### What the exercise asks
Where does the word "spoon" appear in the entries below? Copy each line that holds it.

(Source data Opens)

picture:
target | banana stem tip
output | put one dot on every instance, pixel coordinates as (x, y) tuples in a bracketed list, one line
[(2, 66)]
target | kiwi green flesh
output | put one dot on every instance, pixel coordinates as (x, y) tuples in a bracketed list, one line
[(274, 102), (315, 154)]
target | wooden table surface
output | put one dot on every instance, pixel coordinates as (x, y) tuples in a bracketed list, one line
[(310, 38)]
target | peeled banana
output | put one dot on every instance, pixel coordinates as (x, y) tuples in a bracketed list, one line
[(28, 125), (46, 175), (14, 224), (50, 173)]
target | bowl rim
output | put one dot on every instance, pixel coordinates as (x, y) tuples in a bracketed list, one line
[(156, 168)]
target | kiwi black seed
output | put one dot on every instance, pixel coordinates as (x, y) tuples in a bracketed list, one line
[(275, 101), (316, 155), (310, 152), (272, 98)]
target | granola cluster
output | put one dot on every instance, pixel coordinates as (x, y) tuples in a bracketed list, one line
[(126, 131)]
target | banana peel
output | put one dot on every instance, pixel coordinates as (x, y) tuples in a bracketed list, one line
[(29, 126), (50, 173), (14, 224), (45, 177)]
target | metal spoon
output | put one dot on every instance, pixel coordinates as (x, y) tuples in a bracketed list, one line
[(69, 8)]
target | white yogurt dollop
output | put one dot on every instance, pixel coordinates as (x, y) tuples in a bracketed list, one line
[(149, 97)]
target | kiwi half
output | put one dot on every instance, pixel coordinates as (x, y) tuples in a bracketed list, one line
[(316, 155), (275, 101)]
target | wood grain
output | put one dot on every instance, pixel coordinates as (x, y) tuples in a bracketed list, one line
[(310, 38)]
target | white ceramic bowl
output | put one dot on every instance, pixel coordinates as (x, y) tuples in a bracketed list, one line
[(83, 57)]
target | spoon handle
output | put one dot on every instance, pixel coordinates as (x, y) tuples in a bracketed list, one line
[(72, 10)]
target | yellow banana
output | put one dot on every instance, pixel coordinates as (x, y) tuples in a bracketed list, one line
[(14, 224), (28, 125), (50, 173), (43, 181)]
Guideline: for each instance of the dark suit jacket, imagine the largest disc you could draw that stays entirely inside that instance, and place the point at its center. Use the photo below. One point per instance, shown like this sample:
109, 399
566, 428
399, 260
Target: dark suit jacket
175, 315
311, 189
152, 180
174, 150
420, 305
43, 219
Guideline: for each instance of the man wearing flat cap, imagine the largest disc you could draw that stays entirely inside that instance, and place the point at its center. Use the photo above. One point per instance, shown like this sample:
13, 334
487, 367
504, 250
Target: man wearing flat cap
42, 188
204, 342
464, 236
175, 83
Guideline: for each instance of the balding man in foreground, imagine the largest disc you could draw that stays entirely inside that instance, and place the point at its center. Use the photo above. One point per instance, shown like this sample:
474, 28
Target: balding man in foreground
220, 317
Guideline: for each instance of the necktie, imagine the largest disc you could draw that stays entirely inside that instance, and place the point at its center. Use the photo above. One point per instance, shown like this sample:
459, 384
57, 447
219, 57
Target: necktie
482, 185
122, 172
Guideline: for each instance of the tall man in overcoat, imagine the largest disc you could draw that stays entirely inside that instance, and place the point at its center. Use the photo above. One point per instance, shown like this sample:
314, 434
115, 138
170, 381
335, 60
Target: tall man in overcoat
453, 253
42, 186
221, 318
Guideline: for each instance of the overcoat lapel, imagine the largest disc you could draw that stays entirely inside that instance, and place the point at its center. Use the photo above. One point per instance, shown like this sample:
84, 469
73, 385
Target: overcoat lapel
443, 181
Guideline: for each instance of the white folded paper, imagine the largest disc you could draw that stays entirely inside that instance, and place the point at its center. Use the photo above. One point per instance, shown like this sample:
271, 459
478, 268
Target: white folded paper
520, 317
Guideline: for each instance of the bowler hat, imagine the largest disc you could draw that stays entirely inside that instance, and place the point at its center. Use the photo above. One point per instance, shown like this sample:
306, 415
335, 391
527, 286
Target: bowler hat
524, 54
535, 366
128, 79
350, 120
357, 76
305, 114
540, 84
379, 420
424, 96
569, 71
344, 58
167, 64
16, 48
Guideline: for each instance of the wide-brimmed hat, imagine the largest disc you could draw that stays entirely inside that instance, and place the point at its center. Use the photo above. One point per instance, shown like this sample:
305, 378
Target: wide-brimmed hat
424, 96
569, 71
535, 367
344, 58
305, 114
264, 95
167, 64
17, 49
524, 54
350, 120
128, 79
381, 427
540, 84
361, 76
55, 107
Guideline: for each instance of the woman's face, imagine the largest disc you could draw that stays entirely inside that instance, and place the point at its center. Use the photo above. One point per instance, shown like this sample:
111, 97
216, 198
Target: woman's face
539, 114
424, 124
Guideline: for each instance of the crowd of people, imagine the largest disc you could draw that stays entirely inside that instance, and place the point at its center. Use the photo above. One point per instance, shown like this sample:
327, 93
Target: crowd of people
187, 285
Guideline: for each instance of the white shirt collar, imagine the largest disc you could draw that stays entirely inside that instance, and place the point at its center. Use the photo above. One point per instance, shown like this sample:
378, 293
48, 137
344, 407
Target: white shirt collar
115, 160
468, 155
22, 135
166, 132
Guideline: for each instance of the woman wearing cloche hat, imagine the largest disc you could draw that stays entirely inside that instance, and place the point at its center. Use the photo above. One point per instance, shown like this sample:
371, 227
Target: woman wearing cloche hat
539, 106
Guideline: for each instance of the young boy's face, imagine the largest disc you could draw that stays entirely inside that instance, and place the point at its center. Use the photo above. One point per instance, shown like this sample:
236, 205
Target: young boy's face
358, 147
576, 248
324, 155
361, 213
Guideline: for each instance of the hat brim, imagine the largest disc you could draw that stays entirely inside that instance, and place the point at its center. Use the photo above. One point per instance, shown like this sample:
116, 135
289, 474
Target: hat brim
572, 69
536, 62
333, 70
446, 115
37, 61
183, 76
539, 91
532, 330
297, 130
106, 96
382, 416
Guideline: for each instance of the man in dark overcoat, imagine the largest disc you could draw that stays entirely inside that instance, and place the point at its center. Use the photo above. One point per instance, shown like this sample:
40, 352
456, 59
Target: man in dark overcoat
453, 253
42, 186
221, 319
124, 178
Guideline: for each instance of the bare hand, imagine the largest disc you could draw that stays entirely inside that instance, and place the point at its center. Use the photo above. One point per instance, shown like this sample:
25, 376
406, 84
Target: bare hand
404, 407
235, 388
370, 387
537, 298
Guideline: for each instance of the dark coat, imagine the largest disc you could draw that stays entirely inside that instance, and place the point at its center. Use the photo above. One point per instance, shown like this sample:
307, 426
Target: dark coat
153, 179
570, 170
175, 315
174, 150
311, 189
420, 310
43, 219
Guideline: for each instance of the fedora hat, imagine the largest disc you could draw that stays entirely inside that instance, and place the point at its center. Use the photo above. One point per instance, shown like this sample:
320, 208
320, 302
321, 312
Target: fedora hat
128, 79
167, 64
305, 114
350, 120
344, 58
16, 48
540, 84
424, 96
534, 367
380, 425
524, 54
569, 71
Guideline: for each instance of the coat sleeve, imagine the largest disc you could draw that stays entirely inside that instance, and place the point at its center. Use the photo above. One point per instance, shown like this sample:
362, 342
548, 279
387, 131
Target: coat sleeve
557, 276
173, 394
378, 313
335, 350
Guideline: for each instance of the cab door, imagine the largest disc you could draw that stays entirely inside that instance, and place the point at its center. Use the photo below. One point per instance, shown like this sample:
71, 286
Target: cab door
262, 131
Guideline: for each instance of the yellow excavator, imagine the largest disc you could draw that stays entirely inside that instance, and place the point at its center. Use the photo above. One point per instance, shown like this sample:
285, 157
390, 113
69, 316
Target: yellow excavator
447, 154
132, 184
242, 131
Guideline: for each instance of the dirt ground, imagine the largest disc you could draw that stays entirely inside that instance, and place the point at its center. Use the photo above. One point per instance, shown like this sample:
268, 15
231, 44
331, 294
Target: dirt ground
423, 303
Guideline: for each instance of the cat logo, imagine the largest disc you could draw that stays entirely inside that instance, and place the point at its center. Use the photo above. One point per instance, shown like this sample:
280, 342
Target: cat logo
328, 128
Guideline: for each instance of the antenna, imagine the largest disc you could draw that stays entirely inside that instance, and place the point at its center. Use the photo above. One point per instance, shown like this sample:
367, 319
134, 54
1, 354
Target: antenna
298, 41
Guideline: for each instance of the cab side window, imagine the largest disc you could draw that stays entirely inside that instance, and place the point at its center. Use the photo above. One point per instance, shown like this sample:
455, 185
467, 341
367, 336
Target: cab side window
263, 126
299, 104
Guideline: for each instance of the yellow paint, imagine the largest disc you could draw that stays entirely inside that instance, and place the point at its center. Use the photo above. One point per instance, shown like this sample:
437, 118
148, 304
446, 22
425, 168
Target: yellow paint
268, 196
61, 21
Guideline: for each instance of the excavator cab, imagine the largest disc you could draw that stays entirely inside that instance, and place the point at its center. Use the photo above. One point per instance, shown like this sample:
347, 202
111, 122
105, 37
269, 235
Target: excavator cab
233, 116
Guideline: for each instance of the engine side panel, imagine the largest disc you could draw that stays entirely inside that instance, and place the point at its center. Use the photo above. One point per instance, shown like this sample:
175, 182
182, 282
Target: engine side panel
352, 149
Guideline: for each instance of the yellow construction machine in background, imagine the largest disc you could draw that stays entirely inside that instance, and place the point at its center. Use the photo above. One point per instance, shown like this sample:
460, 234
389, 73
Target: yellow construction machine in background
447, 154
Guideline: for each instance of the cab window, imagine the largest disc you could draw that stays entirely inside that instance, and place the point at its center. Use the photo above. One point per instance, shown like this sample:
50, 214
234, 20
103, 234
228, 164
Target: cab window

(Source data Closes)

### Written solution
target | metal spoon
target | spoon handle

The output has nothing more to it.